■ **DIRECTION**
Exact copies are required of the lines from the line containing "Where can you spot the black horse?" through the final line of the listing, both included, and of no other lines.

Dataset entries:
__________________________________________________

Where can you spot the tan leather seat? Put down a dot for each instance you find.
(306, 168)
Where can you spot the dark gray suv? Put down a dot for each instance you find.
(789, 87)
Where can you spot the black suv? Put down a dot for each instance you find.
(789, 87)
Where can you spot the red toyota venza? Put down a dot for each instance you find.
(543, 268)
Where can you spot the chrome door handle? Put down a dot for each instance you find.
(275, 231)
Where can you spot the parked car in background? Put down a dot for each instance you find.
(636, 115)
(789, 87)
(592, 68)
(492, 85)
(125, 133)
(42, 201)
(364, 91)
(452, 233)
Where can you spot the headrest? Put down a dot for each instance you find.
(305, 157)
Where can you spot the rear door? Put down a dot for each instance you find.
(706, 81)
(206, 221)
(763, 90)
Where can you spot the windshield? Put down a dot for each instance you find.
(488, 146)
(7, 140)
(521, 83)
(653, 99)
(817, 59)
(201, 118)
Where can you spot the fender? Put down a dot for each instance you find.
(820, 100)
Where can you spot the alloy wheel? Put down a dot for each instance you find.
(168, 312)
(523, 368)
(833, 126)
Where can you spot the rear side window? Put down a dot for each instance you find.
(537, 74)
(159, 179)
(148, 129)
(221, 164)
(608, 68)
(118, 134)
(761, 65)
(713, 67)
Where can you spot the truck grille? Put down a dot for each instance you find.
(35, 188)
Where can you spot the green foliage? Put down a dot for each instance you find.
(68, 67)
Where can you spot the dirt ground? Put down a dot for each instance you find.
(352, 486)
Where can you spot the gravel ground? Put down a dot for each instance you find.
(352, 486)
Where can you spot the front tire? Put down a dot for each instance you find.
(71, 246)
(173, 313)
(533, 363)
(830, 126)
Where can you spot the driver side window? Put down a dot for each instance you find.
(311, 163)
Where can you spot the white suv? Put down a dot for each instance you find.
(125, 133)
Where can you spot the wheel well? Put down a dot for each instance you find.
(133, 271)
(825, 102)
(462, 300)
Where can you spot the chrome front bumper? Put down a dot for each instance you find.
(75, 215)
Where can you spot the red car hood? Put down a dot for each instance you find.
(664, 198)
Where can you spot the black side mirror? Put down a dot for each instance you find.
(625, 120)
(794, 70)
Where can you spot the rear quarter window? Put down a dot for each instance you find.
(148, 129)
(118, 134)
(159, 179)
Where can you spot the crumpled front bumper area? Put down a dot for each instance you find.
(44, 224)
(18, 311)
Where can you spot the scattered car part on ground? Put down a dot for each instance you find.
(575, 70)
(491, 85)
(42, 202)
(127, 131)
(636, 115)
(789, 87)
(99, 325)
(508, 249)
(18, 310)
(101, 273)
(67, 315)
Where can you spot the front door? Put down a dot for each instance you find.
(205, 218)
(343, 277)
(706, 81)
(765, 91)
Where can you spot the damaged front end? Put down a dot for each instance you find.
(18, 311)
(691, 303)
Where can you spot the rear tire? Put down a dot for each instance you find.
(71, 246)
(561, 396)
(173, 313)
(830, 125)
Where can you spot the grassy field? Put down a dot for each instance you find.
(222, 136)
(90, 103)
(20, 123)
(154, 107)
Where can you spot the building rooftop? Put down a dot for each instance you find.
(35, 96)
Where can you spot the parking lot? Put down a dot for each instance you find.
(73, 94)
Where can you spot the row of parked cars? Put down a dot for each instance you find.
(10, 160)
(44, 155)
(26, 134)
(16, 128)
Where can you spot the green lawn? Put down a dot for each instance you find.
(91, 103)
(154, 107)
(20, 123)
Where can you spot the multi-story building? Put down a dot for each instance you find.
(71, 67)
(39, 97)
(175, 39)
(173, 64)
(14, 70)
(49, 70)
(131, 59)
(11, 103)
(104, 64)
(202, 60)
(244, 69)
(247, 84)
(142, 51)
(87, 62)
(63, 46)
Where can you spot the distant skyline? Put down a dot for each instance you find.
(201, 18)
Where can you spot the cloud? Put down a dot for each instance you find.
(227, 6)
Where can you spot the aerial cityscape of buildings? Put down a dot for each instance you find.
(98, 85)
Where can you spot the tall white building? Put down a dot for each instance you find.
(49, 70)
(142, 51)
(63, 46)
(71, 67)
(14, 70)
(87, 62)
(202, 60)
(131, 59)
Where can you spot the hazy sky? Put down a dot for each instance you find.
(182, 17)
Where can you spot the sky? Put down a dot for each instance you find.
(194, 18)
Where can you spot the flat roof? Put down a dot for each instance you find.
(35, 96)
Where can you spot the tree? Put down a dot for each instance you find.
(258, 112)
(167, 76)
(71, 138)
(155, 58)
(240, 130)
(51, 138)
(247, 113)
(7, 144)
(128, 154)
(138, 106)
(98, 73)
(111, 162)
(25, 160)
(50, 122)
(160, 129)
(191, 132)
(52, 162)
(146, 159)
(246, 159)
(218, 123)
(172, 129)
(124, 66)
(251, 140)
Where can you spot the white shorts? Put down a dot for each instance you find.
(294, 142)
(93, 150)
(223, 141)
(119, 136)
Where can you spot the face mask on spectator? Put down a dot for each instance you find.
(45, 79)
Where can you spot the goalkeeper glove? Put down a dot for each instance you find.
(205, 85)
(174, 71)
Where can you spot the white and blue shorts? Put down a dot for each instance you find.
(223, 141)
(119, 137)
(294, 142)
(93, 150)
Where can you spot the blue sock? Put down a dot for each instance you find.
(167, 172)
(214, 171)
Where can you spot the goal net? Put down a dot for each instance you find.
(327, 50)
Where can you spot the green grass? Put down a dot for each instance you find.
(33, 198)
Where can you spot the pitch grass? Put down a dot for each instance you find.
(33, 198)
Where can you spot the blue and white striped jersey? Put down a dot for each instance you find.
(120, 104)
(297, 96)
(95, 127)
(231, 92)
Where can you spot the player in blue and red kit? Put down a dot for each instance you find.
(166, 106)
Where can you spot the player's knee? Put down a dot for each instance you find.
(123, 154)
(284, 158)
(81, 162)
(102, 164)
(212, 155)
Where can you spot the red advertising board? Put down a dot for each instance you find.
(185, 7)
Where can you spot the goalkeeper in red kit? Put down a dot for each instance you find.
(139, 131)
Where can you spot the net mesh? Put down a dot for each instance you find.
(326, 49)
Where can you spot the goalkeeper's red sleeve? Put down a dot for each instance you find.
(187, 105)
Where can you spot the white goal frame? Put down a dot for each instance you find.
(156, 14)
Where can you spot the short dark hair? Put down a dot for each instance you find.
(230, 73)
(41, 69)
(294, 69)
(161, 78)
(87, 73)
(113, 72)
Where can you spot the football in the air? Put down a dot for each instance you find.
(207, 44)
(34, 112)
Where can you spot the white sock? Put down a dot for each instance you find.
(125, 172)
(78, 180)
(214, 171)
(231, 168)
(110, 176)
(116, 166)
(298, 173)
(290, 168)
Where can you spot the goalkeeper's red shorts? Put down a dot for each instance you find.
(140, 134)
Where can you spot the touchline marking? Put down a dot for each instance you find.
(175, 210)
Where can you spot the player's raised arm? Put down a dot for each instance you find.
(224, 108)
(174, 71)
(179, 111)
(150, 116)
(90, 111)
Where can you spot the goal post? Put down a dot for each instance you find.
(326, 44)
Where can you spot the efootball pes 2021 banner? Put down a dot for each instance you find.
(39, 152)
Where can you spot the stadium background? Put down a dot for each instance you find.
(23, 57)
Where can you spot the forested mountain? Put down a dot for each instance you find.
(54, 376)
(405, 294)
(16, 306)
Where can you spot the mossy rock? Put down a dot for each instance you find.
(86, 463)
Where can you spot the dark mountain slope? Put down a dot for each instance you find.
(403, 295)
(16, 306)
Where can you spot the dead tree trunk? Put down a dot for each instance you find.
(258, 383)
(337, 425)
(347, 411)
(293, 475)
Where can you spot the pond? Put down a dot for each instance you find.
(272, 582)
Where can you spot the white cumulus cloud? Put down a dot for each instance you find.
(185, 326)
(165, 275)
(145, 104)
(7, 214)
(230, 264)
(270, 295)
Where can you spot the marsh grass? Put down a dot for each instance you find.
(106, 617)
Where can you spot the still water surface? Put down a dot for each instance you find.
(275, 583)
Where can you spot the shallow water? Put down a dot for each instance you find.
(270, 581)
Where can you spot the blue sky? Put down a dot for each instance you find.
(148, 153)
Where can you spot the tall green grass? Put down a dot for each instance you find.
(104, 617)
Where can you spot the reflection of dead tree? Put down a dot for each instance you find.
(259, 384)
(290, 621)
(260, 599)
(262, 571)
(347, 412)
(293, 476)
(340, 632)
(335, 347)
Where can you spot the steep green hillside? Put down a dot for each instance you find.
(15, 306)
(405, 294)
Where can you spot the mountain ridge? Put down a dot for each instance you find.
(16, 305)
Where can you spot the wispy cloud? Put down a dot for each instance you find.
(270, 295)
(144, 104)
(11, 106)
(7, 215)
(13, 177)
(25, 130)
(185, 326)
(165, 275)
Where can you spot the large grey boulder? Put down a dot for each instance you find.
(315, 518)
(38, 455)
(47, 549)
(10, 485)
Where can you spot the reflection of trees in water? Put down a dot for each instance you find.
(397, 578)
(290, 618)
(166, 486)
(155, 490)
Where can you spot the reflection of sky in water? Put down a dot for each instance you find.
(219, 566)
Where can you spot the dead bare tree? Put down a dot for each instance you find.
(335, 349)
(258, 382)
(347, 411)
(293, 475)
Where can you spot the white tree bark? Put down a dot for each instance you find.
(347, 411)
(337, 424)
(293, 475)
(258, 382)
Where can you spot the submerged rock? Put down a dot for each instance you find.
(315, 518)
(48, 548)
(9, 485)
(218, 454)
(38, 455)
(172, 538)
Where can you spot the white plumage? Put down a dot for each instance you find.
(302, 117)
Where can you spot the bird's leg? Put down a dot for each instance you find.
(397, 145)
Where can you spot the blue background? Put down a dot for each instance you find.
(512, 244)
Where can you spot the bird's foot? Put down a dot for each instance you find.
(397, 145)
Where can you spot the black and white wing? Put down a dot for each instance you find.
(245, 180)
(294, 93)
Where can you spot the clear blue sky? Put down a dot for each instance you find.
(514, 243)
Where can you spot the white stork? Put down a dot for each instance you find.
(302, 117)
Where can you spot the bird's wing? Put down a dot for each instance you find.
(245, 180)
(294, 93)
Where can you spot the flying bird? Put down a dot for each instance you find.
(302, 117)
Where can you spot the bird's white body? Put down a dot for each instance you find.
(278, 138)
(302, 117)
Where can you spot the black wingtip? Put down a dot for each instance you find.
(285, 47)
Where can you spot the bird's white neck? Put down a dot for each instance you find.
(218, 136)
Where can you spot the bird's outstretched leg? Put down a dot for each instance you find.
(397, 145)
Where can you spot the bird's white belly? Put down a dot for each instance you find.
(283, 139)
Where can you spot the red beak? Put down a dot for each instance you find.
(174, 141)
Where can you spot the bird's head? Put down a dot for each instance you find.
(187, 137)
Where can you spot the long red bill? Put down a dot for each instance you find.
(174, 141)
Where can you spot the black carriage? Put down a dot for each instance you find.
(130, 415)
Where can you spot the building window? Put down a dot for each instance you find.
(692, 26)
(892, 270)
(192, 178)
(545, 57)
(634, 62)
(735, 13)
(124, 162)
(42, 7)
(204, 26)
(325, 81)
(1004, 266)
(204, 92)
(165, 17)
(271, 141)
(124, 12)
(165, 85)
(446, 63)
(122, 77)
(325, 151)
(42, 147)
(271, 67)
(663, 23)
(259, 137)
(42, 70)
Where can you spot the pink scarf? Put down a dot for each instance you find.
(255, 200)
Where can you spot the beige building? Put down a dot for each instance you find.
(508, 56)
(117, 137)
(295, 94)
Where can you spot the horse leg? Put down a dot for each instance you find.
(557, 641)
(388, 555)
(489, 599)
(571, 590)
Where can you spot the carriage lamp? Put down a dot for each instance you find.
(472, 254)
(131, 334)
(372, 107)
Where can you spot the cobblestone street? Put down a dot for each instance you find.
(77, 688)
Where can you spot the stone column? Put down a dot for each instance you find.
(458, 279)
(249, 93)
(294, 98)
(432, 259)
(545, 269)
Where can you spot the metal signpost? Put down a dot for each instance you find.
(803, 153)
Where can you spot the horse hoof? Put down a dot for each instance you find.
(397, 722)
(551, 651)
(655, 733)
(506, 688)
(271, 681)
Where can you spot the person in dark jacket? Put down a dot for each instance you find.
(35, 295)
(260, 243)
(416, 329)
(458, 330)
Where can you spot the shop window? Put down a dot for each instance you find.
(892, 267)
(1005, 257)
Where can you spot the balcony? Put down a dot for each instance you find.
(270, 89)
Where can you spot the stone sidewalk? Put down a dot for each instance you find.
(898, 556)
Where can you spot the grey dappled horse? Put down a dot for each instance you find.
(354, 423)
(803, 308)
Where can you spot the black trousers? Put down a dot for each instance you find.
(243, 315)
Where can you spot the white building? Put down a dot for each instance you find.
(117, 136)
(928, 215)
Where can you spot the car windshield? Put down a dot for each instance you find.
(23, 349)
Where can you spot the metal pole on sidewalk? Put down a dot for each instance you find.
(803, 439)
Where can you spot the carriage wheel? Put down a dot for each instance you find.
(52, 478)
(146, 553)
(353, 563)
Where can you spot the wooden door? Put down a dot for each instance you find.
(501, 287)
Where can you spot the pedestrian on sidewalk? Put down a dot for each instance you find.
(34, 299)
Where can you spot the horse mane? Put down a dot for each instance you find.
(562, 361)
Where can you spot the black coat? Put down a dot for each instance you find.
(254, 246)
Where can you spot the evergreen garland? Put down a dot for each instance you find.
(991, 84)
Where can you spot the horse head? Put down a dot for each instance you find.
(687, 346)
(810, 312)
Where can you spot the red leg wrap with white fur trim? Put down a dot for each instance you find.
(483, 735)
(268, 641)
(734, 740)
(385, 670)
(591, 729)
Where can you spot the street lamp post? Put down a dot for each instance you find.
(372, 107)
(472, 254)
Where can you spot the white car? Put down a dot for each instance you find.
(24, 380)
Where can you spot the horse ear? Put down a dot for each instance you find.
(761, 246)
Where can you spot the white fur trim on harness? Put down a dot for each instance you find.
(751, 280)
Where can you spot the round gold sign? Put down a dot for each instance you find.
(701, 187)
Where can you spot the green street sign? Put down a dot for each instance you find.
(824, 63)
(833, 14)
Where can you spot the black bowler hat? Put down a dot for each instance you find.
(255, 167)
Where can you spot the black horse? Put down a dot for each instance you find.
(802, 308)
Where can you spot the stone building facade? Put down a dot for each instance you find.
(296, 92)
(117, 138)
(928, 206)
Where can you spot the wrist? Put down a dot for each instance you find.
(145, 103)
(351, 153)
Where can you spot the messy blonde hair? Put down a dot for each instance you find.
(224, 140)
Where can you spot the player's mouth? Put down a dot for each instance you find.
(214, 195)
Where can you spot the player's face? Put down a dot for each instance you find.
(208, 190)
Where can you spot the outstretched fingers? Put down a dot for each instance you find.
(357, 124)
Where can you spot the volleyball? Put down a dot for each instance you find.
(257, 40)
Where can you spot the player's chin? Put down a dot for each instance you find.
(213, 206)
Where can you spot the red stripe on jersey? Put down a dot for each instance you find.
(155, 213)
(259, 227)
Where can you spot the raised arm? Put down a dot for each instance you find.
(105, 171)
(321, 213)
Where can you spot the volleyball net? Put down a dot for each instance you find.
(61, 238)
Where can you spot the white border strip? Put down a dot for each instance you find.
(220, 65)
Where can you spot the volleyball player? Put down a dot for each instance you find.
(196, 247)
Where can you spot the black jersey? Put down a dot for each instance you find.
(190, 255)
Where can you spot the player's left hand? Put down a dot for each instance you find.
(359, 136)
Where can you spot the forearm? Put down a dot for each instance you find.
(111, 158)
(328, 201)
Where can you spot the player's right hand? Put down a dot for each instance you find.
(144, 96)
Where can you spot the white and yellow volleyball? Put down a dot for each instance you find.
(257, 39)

__________________________________________________

■ **RESULT OF THIS EXERCISE**
Where can you spot the black horse? Put down a dot for each instance you find.
(802, 308)
Where can you spot the stone building facade? Put down a dot for each instance you find.
(296, 92)
(117, 138)
(928, 206)
Where can you spot the wrist? Put down a dot for each instance you find.
(145, 103)
(351, 153)
Where can you spot the messy blonde hair? Put down a dot for each instance you find.
(224, 140)
Where can you spot the player's mouth? Put down a dot for each instance you find.
(214, 195)
Where can you spot the player's face? Put down a dot for each instance you find.
(208, 190)
Where can you spot the outstretched fingers? Put down a dot for each instance you find.
(357, 124)
Where can you spot the volleyball? Put down a dot for each instance you find.
(257, 40)
Where can you spot the player's chin? Put down a dot for each instance you find.
(213, 206)
Where can you spot the red stripe on jersey? Put down a dot for each instance you find.
(155, 213)
(259, 227)
Where can you spot the raised arm? Put down a dot for each instance you find.
(105, 171)
(321, 213)
Where can you spot the volleyball net? Put down a dot for each instance you find.
(61, 238)
Where can you spot the white border strip? Put down a dot for each instance you find.
(220, 65)
Where can you spot the volleyball player? Put down a dot for each instance you find.
(196, 247)
Where can you spot the black jersey? Put down a dot for each instance you find.
(190, 255)
Where can you spot the player's left hand? Put down a dot for each instance you find.
(359, 136)
Where can you spot the forearm? Put down a dot for each instance you find.
(111, 158)
(328, 201)
Where can you spot the player's right hand? Put down a dot for each instance you find.
(144, 96)
Where can you spot the white and yellow volleyball? Put down a dot for each instance you find.
(257, 39)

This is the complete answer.